_LISTE DES TÂCHES_.
1) D'après l'extrait sur les anticorps monoclonaux ci-dessous, répondez aux questions suivantes :
(a) Combien de centres hospitaliers ont déjà reçu ce traitement ?
(b) Quelle quantité est administrée par transfusion, et combien de temps celle-ci dure-t-elle en moyenne ?
(c) Quelle protéine du virus ces anticorps attaquent-ils ?
2) Reproduisez le passage de l'extrait sur les anticorps monoclonaux ci-dessous commençant par « Selon une note » et se poursuivant jusqu'à « un agent infectieux. ».

_EXTRAIT FOURNI_.
_ _ _ _ _

Il s'agit du traitement qui avait été utilisé pour soigner l'ancien président des États-Unis Donald Trump, brièvement hospitalisé en octobre dernier après avoir été contaminé par le Covid-19. Comme l'a précisé l'Académie de Médecine à la mi-février, ce type de traitement est autorisé et utilisé "depuis deux mois aux États-Unis et au Canada, plusieurs milliers de patients ayant été traités et une tolérance très satisfaisante.

"Quelque 83 centres hospitaliers ont déjà reçu des milliers de ce traitement qui pourront commencer à être administrés avec prudence initialement dans un cadre hospitalier pour des patients âgés de 80 ans et plus, et qui ont des troubles de l'immunité", a ajouté Olivier Véran. Des milliers de doses supplémentaires d'une "génération supérieure" seront reçues d'ici la mi-mars, a également indiqué le ministre.

Selon une note de la Direction générale de la Santé (DGS), il sera aussi à destination des transplantés d'organes comme les greffés du rein, les dialysés, les patients sous chimiothérapies.

· Comment fonctionnent-ils?

Fabriqués et "clonés" en laboratoire, ces anticorps de synthèse miment l'action des anticorps naturellement produits par le système immunitaire en cas d'infection. Un "anticorps monoclonal" est précisément conçu pour reconnaître et cibler un agent infectieux.

Ce traitement doit être administré à l'hôpital via une transfusion de 700 mg qui dure en moyenne une heure après la prescription d'un médecin hospitalier, et doit "être administrée dans un délai maximal de 5 jours après le début des symptômes [...] pour garantir un maximum d’efficacité."

"L'idée est d'aller chercher les anticorps les plus performants et de les produire en laboratoire - donc ce sont bien des anticorps artificiels - et de stimuler, par une injection, une immunité passive", expliquait fin janvier sur BFMTV Yves Coppieters, médecin épidémiologiste.

S'ils sont déjà utilisés depuis une trentaine d'années pour traiter cancers ou maladies inflammatoires, leur principe a été adapté au Sars-CoV-2, virus à l'origine du Covid-19: ils s'attaquent à la fameuse protéine S, qui forme les petites pointes à la surface du virus, qui lui servent de porte d'entrée dans l'organisme. L'anticorps s'agrippe alors à ces pointes, les empêchant de s'arrimer à la cellule humaine pour l'infecter.

_ _ _ _ _

_DONNÉES FOURNIES_.
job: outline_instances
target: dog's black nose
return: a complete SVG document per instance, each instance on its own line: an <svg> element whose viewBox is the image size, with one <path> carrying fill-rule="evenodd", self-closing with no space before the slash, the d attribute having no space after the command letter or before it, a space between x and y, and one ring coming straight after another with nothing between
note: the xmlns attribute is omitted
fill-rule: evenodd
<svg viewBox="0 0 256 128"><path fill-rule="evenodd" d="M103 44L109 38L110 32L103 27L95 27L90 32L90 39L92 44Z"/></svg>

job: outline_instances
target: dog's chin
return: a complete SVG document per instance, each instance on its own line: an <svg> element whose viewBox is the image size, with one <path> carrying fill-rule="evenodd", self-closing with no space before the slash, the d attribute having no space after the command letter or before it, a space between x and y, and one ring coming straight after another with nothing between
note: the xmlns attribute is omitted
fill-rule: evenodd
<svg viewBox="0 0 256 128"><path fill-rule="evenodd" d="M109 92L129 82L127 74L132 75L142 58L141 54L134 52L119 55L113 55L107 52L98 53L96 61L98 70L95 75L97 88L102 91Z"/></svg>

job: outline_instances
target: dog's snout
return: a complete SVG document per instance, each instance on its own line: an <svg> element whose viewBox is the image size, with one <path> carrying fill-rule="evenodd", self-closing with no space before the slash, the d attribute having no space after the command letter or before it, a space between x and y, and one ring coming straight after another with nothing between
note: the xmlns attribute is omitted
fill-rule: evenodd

_ _ _ _ _

_RÉPONSES CI-DESSOUS_.
1)
(a) Quelque 83 centres hospitaliers.
(b) 700 mg, en une heure en moyenne.
(c) La protéine S.

2)
Selon une note de la Direction générale de la Santé (DGS), il sera aussi à destination des transplantés d'organes comme les greffés du rein, les dialysés, les patients sous chimiothérapies.

· Comment fonctionnent-ils?

Fabriqués et "clonés" en laboratoire, ces anticorps de synthèse miment l'action des anticorps naturellement produits par le système immunitaire en cas d'infection. Un "anticorps monoclonal" est précisément conçu pour reconnaître et cibler un agent infectieux.